◆ Goal:
Please reproduce only the data from the line with "Given the following task — detect undergrowth" to the line with "[0,0,422,472]", changing "slender tree" to "thin tree" and keeping everything else the same.

◆ Data shown:

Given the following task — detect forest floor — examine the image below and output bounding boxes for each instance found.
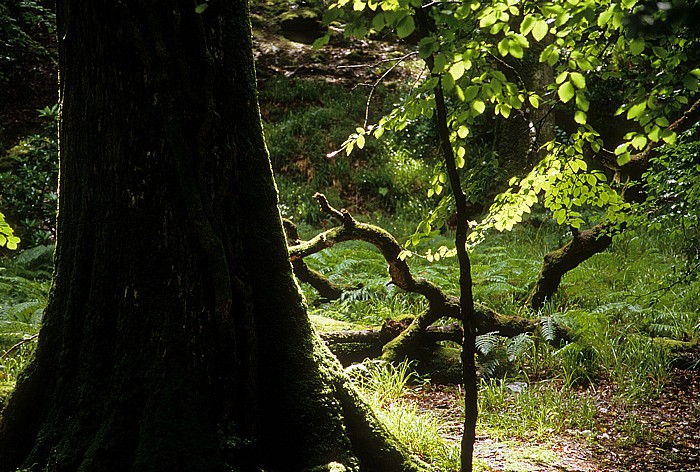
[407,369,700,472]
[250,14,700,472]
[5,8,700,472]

---

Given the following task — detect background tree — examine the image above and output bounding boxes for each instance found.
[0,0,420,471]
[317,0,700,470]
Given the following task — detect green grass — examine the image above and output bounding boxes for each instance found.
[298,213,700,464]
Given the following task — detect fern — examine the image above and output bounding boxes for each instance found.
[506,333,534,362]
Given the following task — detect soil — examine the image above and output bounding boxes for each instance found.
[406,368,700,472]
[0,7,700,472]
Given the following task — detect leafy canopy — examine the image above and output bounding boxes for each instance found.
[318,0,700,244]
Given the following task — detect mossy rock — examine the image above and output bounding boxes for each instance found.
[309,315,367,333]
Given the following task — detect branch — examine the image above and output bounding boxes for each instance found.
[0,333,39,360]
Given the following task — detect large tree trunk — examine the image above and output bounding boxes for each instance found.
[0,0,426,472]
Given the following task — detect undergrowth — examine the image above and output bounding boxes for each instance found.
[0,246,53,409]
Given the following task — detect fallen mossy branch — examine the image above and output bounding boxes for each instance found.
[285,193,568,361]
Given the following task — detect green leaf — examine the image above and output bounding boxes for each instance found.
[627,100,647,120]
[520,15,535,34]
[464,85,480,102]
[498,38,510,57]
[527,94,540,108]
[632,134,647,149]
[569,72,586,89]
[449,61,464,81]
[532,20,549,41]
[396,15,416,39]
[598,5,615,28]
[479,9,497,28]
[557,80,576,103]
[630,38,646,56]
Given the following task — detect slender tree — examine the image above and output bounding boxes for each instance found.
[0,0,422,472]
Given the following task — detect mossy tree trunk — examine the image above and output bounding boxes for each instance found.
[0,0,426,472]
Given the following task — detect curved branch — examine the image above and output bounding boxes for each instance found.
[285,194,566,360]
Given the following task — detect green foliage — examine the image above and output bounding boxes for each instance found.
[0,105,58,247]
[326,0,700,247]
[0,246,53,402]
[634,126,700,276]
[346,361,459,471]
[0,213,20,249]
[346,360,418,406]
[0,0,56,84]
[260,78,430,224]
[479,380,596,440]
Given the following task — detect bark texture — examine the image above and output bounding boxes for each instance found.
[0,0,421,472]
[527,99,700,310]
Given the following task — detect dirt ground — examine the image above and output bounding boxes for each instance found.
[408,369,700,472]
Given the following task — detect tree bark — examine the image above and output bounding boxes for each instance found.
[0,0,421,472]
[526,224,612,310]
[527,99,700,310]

◆ Task solution:
Given the following task — detect undergrowth — examine the image above and output bounding boxes for each instance found.
[0,246,53,409]
Given the following task — detect fallen mossy branch — examine the image above and output bounding boxes for each instance found.
[285,193,568,361]
Given the following task — detect green leaf — examine the image above and output bounding boxes for each instance found.
[627,100,647,120]
[520,15,535,34]
[464,85,480,102]
[498,38,510,57]
[527,94,540,108]
[632,134,647,149]
[569,72,586,89]
[449,61,464,81]
[532,20,549,41]
[396,15,416,39]
[598,5,615,28]
[479,9,497,28]
[557,80,576,103]
[630,38,646,56]
Given the following task — detect thin tree — examine the image above and output bounding boxes for each instance found.
[0,0,422,472]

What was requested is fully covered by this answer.